REQUIREMENT 1:
In the passage on student support, what does CTSI stand for?
REQUIREMENT 2:
Return the part of the passage on student support starting with "If students have" and going on through "Personal Problems etc.".

If students have problems or just need some direction, send them to their College Registrar’s Office. Students sometimes face a real challenge finding the person with the authoritative answer to their questions, and often get bounced from office to office (affectionately known as “the UofT shuffle”), but we try hard to let them know they can always start at their college. There they will get a friendly welcome, and either the full answer or some useful information before being sent directly to the person with the full answer. (Contact information is listed in Section 16.2.)
14.2 Students’ Personal Problems etc.
When students approach you with difficulties – medical, personal, financial, familial – that may be interfering with their work in your course, your primary resource is the student’s College Registrar.
In these situations, College Registrars act as holistic student advisors, addressing the student’s whole experience including academic issues and all the personal or circumstantial problems that may interfere with academic work. For students with significant problems, they act as “case managers” to assess the nature and magnitude of the problem, connect the student with relevant resources, inform all the student’s instructors that a significant problem has arisen, and help the student come up with a plan to manage the situation responsibly. If you get a College Registrar’s Letter (see Section 7.3), treat it as sufficient documentation of a problem; they either have the documentation on file or have used their professional experience to determine that the problem is legitimate and serious.
In your role as an educator, you may want to engage with a student who approaches you. However, your primary role is as their course instructor responsible for their academic work, and so you should look to their College Registrar to address students with the holistic attention they need. You should also feel free to refer a student directly to one of the specialized Student Services if that seems most appropriate, but you can always refer him or her to the College Registrar. The names and contact information for these staff members is provided below in Section 17, “Who’s Who.”
14.3 Students in Crisis
You also have resources available to you if a student’s problems are more extreme and immediate. You may never encounter such a student, but if you are dealing with a student who is overwhelmed or may possibly harm him- or herself, or is in an acute crisis situation that can’t wait for a referral, or shouldn’t depend on the student following through, you can call Student Crisis Response at 946-7111 (This line is for faculty to call directly, not to give to students.) If the situation is truly an urgent emergency, call 911 or the Campus Police at 416-978-2222. For situations with students who have persistent difficulties with academic expectations or engagement in university life, you may call the Academic Student Progress office at 416-946-0424 for advice and assistance.
SECTION 15: TEACHING SUPPORT
The University values your effective teaching, as of course do your students. Your best day-to-day resource for teaching is your group of colleagues and the UG Coordinator in your academic unit. However, the University also provides you with a wonderfully supportive resource to help you maximize your teaching effectiveness, improve already effective teaching or overcome challenges or obstacles: CTSI, or the Centre for Teaching Support & Innovation.
CTSI’s services are many, but include online materials and workshops addressing many teaching topics: course design, assessment, large class teaching, TA development and much more besides. They also offer individual consultations and confidential advising sessions on teaching problems or teaching dossiers. You should bookmark their site and consult it often, as they are always expanding the repertoire of materials, services and research available to you as a UofT instructor.

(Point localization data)
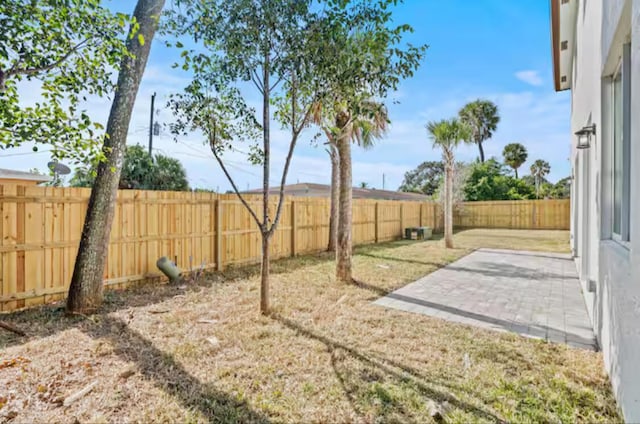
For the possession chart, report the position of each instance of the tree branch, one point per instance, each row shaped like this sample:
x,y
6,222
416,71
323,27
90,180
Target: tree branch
x,y
33,71
256,81
275,84
233,184
294,138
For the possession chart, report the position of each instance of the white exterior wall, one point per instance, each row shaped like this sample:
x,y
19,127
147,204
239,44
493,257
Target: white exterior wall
x,y
602,29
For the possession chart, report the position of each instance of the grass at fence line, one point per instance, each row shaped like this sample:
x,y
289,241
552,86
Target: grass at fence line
x,y
202,353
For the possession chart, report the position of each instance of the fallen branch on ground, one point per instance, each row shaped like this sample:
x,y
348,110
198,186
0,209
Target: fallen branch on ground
x,y
77,395
11,328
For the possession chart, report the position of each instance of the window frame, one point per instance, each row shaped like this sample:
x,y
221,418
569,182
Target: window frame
x,y
623,69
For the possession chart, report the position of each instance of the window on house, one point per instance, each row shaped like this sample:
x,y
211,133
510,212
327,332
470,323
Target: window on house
x,y
621,147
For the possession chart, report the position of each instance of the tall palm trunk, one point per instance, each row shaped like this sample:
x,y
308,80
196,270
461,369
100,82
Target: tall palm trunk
x,y
344,246
335,198
448,206
481,151
266,119
85,291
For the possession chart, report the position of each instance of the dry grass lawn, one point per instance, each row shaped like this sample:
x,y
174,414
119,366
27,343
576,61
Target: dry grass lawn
x,y
202,353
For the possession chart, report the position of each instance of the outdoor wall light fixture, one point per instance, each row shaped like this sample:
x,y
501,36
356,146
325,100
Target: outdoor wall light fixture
x,y
584,136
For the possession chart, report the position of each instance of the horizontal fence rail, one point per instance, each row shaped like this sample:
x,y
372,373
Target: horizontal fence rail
x,y
41,228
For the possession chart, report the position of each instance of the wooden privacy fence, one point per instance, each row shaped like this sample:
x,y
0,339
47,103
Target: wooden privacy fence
x,y
516,214
41,228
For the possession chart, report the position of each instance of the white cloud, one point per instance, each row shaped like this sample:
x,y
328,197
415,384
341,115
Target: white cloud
x,y
530,77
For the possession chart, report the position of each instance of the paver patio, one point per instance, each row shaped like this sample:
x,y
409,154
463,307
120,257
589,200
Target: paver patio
x,y
535,294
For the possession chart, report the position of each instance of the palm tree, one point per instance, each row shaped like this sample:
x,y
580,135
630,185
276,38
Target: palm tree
x,y
515,154
362,126
447,135
481,116
539,170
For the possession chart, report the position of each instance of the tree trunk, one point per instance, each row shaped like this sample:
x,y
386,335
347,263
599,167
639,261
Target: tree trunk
x,y
448,207
481,151
335,198
266,141
85,291
264,275
344,246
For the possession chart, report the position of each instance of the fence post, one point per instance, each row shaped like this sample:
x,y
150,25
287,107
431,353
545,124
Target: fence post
x,y
401,219
219,264
20,239
293,228
377,221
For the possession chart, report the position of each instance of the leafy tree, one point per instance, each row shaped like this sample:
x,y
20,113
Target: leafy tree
x,y
447,135
531,181
489,181
141,172
67,49
169,174
85,291
515,154
82,177
425,179
539,169
244,43
482,117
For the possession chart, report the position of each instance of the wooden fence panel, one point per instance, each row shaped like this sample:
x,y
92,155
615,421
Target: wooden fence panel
x,y
40,231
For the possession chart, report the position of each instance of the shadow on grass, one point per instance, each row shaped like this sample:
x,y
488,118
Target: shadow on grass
x,y
372,370
396,259
170,376
45,320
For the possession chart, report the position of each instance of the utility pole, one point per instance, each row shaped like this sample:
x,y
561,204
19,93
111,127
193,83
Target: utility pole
x,y
153,99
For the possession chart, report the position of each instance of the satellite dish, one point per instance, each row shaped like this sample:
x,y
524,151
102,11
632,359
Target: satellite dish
x,y
59,168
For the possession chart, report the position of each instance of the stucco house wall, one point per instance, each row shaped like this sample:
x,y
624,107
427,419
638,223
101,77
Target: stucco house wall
x,y
609,270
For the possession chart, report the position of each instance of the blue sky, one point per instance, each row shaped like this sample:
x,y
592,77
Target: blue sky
x,y
493,49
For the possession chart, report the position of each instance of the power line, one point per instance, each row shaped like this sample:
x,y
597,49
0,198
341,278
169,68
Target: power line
x,y
25,153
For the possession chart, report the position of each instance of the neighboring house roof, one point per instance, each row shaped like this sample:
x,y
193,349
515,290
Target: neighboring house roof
x,y
563,35
10,174
324,190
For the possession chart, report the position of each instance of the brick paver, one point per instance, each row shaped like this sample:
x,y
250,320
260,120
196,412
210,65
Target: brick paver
x,y
535,294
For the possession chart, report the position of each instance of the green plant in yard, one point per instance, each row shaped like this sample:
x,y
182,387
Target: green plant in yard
x,y
140,171
489,181
447,135
539,169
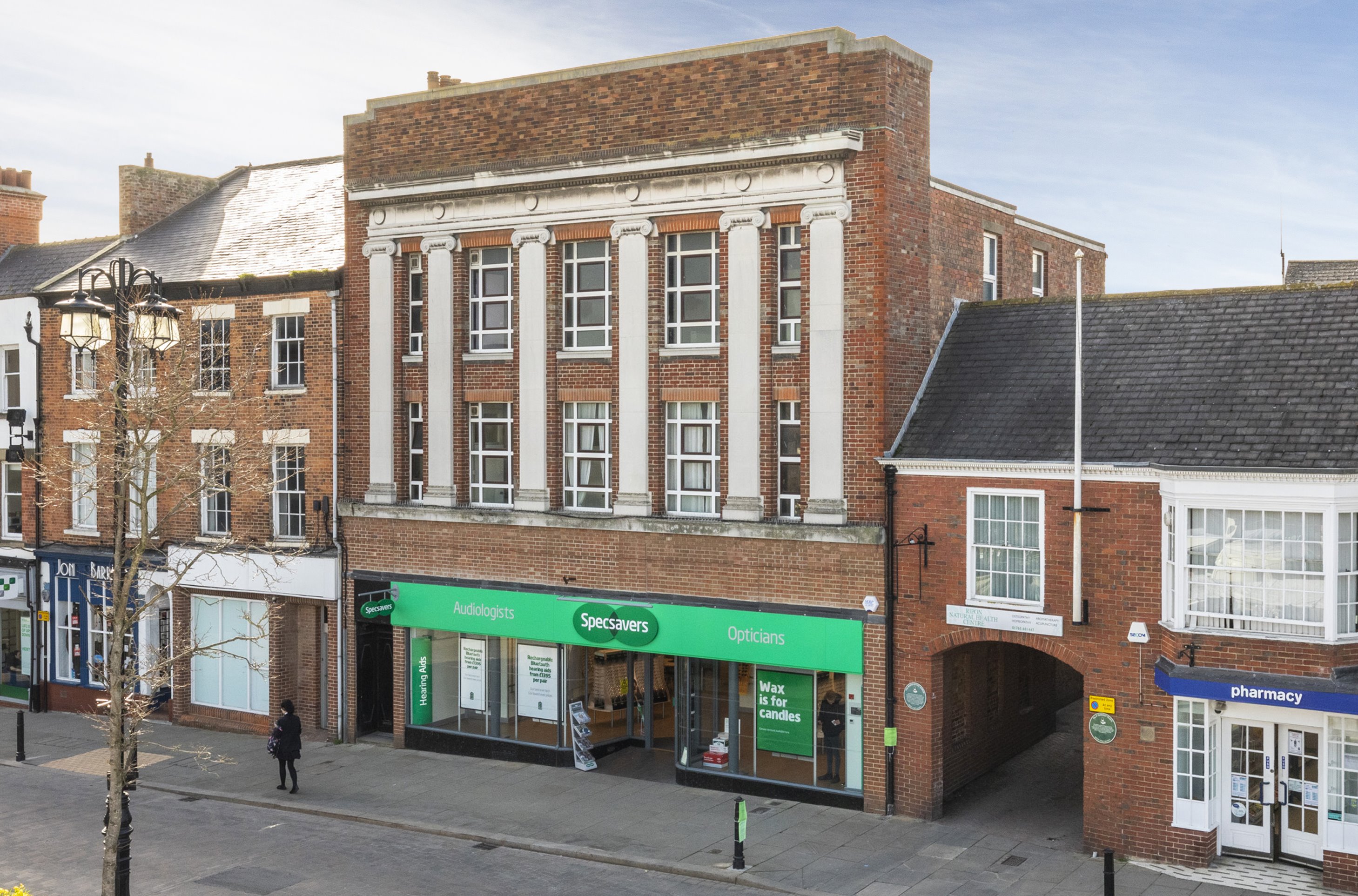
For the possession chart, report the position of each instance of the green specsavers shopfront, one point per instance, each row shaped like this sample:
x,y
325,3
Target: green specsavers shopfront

TASK OUTPUT 1:
The Centre for Teaching Support & Innovation.

TASK OUTPUT 2:
If students have problems or just need some direction, send them to their College Registrar’s Office. Students sometimes face a real challenge finding the person with the authoritative answer to their questions, and often get bounced from office to office (affectionately known as “the UofT shuffle”), but we try hard to let them know they can always start at their college. There they will get a friendly welcome, and either the full answer or some useful information before being sent directly to the person with the full answer. (Contact information is listed in Section 16.2.)
14.2 Students’ Personal Problems etc.